(Given exercise): Determine how many lines of the material contain the string "snug", with letter case counting, and reply with that number alone.

Collection entries
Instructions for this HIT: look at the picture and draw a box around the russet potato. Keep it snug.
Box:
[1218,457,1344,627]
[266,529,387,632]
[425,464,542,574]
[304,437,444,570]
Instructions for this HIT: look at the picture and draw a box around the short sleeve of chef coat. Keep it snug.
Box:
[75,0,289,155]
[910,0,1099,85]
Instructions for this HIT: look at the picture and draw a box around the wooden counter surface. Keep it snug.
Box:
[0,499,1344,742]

(Finished answer): 3